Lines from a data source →
┄┄┄┄┄┄

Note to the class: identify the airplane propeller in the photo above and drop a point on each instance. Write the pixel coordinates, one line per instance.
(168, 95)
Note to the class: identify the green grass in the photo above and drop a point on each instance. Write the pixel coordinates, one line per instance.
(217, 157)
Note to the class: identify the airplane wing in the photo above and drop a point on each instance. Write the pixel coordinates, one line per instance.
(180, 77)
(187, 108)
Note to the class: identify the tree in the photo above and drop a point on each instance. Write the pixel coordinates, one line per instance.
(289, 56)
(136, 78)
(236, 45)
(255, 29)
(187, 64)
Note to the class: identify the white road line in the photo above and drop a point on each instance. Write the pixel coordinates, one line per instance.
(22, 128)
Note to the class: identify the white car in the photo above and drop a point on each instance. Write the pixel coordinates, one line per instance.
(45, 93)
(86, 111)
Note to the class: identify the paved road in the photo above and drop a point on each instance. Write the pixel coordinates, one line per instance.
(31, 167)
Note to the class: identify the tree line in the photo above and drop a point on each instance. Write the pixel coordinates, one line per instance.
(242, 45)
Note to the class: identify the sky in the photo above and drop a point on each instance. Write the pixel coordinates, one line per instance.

┄┄┄┄┄┄

Written task → Reproduce the lines above word for word, from the line containing "Note to the class: identify the white road" through the last line.

Correct response →
Note to the class: identify the white road line in the photo above and drop a point on each instance. Write the pixel coordinates, one line per instance.
(22, 128)
Note to the class: identify the white car in the photo above and drop a point on each instance. Write the pixel coordinates, one line per instance.
(45, 93)
(86, 111)
Note to the class: identify the paved road in the photo above and drop a point on each instance. Write the pixel coordinates, one line per instance.
(31, 167)
Note to the class: identify the tree line in the photo above and drop a point on each instance. Write the pixel coordinates, one line per instance.
(242, 45)
Note to the class: identify the sky in the photo above and drop a point on each instance. Write the pixel coordinates, one line per instance.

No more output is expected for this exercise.